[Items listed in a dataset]

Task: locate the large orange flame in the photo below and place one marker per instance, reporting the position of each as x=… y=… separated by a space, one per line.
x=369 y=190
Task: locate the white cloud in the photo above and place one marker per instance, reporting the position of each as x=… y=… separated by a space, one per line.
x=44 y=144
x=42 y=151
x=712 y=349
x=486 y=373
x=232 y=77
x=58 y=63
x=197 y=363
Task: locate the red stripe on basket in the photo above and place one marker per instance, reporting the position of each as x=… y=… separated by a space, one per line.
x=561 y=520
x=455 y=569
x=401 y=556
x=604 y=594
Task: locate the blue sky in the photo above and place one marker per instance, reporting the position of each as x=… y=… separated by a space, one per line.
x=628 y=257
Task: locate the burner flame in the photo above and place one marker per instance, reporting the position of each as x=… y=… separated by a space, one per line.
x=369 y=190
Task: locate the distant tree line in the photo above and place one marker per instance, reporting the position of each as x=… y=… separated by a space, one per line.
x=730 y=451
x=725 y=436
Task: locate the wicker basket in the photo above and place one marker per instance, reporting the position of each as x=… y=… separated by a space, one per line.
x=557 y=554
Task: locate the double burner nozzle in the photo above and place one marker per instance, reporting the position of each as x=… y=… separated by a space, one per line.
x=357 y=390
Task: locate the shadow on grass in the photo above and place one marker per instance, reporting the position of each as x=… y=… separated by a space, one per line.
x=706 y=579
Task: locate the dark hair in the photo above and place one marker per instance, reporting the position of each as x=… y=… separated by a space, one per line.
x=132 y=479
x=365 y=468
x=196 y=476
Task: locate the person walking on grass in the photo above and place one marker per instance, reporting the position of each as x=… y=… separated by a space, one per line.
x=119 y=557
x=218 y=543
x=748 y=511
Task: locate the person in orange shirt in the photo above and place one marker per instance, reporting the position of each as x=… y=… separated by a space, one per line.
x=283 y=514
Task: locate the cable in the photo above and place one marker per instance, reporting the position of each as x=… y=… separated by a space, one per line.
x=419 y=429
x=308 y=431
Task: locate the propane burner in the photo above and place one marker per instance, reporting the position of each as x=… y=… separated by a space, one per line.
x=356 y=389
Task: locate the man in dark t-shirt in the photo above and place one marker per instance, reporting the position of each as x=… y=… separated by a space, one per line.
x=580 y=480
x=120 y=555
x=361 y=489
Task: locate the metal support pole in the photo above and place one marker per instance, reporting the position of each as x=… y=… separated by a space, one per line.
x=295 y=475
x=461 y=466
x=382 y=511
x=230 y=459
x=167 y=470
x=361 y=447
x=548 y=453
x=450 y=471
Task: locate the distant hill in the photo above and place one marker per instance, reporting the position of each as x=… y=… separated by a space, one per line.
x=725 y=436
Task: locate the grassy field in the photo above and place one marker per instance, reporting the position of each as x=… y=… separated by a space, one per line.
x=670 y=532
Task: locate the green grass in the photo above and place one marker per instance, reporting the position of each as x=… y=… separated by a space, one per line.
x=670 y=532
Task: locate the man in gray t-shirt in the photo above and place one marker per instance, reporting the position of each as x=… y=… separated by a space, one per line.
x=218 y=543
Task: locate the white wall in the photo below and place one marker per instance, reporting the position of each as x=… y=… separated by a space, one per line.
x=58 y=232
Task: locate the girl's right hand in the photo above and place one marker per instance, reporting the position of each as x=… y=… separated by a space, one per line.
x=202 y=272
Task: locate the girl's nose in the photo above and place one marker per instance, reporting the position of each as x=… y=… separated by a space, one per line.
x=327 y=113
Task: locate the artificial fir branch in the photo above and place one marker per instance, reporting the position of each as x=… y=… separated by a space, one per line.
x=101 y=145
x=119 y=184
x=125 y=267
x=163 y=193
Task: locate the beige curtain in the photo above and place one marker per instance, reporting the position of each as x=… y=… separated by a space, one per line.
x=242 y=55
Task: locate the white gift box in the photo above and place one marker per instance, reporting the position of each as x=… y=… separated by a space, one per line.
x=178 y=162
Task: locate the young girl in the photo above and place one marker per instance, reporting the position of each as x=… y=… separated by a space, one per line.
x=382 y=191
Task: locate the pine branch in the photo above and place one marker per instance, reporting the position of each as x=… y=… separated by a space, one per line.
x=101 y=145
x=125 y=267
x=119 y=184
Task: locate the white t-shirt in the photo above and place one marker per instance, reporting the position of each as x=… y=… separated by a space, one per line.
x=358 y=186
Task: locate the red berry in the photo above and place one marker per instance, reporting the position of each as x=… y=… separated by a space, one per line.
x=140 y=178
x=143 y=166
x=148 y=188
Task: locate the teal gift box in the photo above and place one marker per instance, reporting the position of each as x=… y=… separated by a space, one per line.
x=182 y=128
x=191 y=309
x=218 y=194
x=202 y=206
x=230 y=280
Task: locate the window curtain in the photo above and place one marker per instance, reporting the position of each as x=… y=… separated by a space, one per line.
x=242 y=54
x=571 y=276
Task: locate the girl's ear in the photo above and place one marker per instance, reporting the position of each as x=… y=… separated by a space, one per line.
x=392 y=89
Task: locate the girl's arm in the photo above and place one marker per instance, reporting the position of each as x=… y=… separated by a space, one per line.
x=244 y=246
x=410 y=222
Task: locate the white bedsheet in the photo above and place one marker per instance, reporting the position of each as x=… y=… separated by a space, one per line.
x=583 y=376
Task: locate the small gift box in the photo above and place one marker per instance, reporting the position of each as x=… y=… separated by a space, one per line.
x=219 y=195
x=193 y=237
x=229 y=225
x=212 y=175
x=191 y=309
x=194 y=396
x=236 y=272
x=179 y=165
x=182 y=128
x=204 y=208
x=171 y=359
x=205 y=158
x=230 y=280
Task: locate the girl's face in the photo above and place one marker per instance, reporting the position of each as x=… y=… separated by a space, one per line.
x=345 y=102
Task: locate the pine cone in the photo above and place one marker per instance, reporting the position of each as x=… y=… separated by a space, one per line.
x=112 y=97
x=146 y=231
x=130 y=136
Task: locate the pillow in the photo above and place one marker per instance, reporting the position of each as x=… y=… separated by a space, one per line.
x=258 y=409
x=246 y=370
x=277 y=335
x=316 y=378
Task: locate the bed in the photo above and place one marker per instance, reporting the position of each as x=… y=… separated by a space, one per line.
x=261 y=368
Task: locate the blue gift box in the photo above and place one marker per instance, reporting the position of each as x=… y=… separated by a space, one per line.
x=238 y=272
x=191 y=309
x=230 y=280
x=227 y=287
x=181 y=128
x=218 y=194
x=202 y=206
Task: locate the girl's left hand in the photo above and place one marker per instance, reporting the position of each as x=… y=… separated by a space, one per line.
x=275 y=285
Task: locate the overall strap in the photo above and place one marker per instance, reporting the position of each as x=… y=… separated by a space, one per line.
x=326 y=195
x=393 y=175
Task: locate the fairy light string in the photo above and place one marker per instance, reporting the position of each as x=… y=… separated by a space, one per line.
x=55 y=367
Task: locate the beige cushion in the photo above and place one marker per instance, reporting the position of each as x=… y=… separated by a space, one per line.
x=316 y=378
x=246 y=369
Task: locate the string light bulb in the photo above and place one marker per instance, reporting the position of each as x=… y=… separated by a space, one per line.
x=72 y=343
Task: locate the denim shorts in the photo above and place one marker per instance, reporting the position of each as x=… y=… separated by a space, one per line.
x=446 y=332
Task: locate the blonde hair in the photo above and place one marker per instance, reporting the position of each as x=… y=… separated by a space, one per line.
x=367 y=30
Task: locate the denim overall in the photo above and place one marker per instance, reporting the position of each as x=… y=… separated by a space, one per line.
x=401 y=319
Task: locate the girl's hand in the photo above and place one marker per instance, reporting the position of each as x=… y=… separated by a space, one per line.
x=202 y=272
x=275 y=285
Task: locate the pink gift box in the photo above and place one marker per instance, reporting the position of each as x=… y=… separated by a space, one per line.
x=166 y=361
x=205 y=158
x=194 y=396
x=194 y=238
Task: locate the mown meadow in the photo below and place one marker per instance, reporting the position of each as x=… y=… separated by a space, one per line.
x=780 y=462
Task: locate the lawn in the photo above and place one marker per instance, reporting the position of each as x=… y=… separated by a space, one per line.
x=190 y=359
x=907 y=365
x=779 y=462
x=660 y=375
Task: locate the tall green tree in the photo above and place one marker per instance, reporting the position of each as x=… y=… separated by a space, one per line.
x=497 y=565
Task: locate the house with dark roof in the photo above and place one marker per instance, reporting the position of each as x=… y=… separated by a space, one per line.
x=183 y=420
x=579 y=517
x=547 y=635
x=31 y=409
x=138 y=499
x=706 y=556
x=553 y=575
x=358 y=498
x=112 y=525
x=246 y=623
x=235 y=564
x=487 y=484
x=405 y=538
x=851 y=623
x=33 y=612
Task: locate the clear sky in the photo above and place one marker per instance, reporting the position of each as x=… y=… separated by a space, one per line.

WRITTEN INSTRUCTION: Please revise the stretch from the line containing "Task: locate the distant tree" through the line containing "x=557 y=554" by swapping "wicker" for "woven", keeping everything else the same. Return only those lines.

RESPONSE TO THIS EXERCISE:
Task: locate the distant tree line in the photo above and place one marker per instance, reporting the position of each as x=… y=… separated by a space, one per line.
x=730 y=451
x=725 y=436
Task: locate the woven basket in the photo above and place one marker per instance, reporting the position of each as x=… y=… separated by a space, one per line.
x=557 y=554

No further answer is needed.